Requisitos del ejercicio » Prosigue el texto sobre los Reyes Católicos y los judíos a partir de su última oración.

Fragmento »
Los Reyes Católicos y los judíos (Primera parte)
La comunidad judía en España
Las estimaciones más recientes, contrastadas con abundante documentación, permiten afirmar que, en el momento de la llegada al trono de los Reyes Católicos, vivían en España entre 70.000 y 100.000 judíos; no es posible conocer una cifra más exacta. Si tenemos en cuenta la población total estimada, se llega a la conclusión de que formaban una comunidad numerosa y fuerte, repartida por muchas comarcas, no todas, y visible especialmente en las grandes vías de comunicación de ambas mesetas. En total superaban el número de 200 aljamas, de muy diversa densidad, que preferían para su localización en barrios (juderías) las villas de señorío y las ciudades dotadas de amplio poder jurisdiccional. Para los reyes constituían fuentes de ingresos, no sólo porque participaban en el pago de impuestos indirectos, sino por esa “cabeza de pecho” que quedaba a su disposición. Durante la guerra de Granada habían tenido que abonar una cantidad extraordinaria. En ciertos aspectos, como la preparación intelectual, la higiene, o la solidaridad entre sus miembros, se hallaban muy por encima de la población cristiana.

Registros de datos »
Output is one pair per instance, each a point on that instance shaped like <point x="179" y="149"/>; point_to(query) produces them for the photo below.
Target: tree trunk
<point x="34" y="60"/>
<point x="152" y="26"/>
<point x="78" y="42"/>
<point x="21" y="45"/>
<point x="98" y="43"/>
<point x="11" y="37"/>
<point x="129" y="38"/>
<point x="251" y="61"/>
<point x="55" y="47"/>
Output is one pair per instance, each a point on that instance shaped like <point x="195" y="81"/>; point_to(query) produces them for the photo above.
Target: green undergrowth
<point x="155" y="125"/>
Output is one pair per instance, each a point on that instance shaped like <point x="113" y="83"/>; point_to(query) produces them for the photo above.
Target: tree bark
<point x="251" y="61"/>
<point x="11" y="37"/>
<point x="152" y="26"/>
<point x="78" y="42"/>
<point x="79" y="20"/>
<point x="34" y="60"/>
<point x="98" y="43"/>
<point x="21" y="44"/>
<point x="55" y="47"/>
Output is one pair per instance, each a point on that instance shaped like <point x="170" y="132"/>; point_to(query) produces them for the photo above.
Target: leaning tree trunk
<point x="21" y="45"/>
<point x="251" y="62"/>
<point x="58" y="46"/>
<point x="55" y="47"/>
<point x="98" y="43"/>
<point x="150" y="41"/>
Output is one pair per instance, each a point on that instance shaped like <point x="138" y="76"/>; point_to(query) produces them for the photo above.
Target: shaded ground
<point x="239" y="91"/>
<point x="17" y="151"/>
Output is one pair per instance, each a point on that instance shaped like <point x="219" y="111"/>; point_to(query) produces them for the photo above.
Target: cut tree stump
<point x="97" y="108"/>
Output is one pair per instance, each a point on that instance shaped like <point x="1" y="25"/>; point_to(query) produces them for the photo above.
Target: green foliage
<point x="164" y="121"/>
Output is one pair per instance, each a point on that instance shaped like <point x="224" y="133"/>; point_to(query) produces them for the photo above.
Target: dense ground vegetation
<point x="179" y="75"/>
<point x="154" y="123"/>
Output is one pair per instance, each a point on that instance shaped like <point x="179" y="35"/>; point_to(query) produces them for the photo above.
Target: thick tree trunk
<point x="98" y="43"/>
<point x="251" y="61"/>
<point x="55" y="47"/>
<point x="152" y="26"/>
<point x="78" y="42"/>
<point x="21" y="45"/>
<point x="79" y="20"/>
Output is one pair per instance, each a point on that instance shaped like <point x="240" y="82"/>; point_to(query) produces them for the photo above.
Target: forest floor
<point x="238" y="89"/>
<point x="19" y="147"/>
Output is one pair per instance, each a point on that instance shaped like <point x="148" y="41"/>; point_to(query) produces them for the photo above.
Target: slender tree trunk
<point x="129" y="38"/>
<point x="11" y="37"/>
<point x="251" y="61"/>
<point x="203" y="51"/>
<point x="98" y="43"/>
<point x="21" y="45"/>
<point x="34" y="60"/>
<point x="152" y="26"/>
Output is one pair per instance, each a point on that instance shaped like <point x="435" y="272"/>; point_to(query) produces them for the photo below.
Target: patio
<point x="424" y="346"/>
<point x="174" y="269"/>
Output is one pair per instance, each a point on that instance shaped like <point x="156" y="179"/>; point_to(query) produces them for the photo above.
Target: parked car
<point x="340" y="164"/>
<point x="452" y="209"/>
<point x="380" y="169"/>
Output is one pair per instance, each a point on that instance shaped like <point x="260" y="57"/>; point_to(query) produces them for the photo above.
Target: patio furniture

Respuesta escrita »
Las fuertes presiones sufridas entre 1391 y 1417 habían contribuido a hacer menos numerosa y más pobre a la comunidad judía, pero al mismo tiempo a depurarla. Se habían ido los dudosos, los que experimentarán el quebranto de su fe, los cobardes. Quedaban aquellos que estaban dispuestos a arrostrar toda clase de males para seguir siendo judíos. De este modo las esperanzas de producir en ellos un movimiento general de conversión se habían disipado. Isabel la Católica contó con algunos judíos entre sus principales colaboradores, los cuales le mostraron exquisita fidelidad. Pero era al mismo tiempo sensible a las acusaciones que contra las enseñanzas rabínicas se dirigían. Sectores eclesiásticos muy influyentes insistían en afirmar que la presencia de judíos al lado de cristianos resultaba perniciosa porque con sus doctrinas contribuían a que se produjeran desviaciones en la fe. Los cronistas, por su parte, no dejaban de recordar que los judíos habían colaborado con los musulmanes en aquella “pérdida de España” del 711 que la reconquista de Granada estaba sellando con su restauración.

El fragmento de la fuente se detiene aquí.